Émigration tessinoise
L’émigration tessinoise est un phénomène ancien lié à l'insuffisance des ressources locales pour satisfaire aux besoins de toute la population.
Cette émigration était souvent saisonnière ou temporaire, vers à Milan ou dans les autres villes italiennes. À la fin de la saison, les travailleurs rentraient chez eux.
Avec le développement des transports, les Tessinois sont aussi partis en France, en Grande-Bretagne et dans d’autres pays européens. Parfois le séjour à l’étranger se poursuivait pendant plusieurs années et devenait même définitif.
L’émigration en Europe
La péninsule italienne a été durant plusieurs siècles la principale et souvent unique destination de l’émigration saisonnière. Pour des périodes plus longues, on allait en France, en Grande-Bretagne et dans d’autres pays européens.
Dans le secteur de la construction, les Tessinois travaillaient comme maçons, tailleurs de pierres, chefs de chantiers, stucateurs ou sculpteurs. Les maestri comacini sont les artistes les plus fameux du Tessin et de la Lombardie pendant le Moyen Âge. Au XVIe siècle les architectes Domenico Fontana, Carlo Maderno et Francesco Borromini s’illustrent à Rome par leurs constructions. Plus tard, on trouve de nombreux architectes tessinois en Russie (Domenico Trezzini, Antonio Adamini, Domenico Gilardi, Giorgio Ruggia).

Entrées affichées |
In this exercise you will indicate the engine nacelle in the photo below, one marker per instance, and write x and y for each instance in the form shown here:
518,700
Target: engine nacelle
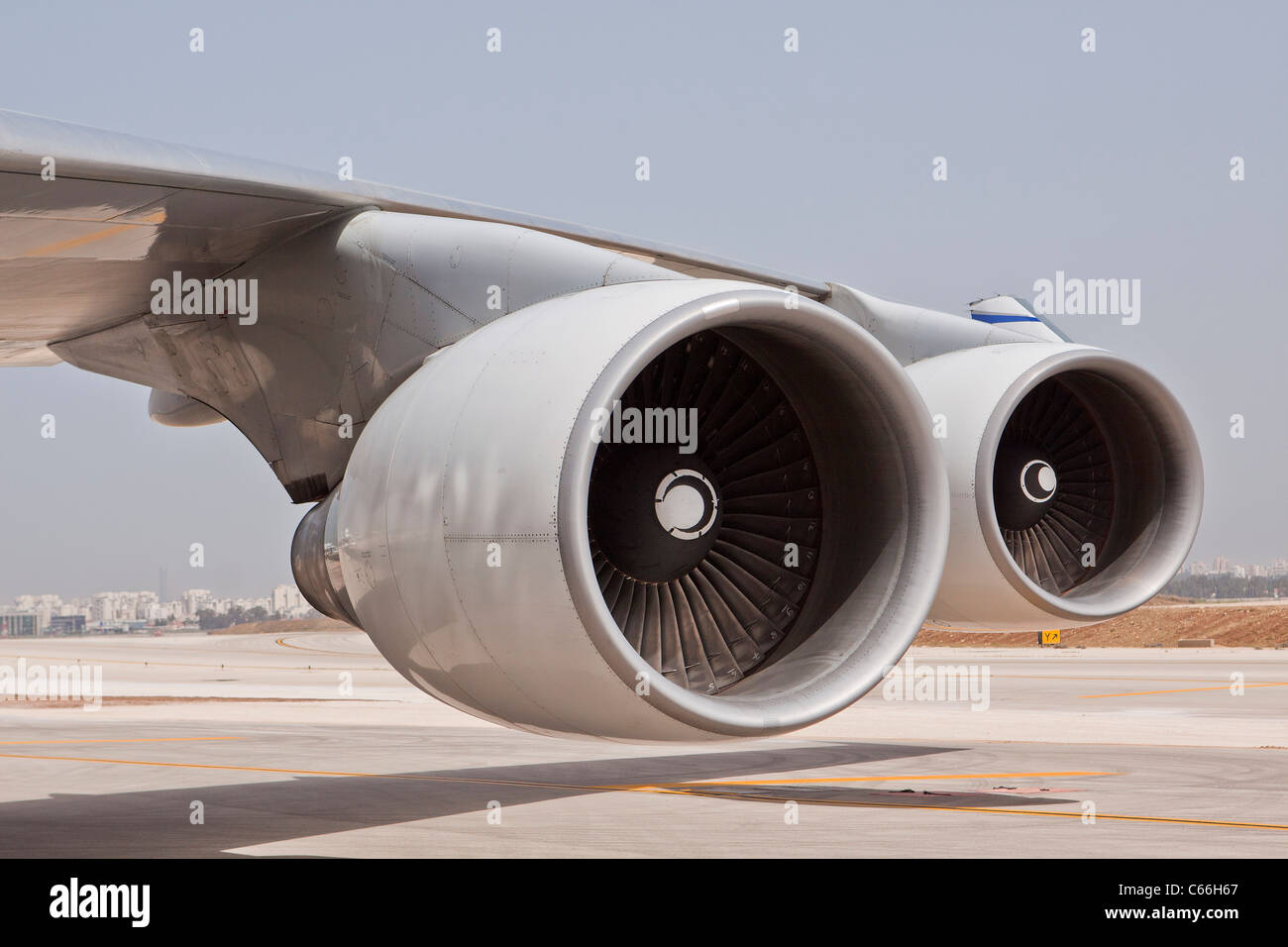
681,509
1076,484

Consigne |
Dans le texte sur l'émigration tessinoise, recopie le passage de "Dans le secteur" à "Gilardi, Giorgio Ruggia)." en renommant "maçons" en "charpentiers".

Résultat |
Dans le secteur de la construction, les Tessinois travaillaient comme charpentiers, tailleurs de pierres, chefs de chantiers, stucateurs ou sculpteurs. Les maestri comacini sont les artistes les plus fameux du Tessin et de la Lombardie pendant le Moyen Âge. Au XVIe siècle les architectes Domenico Fontana, Carlo Maderno et Francesco Borromini s’illustrent à Rome par leurs constructions. Plus tard, on trouve de nombreux architectes tessinois en Russie (Domenico Trezzini, Antonio Adamini, Domenico Gilardi, Giorgio Ruggia).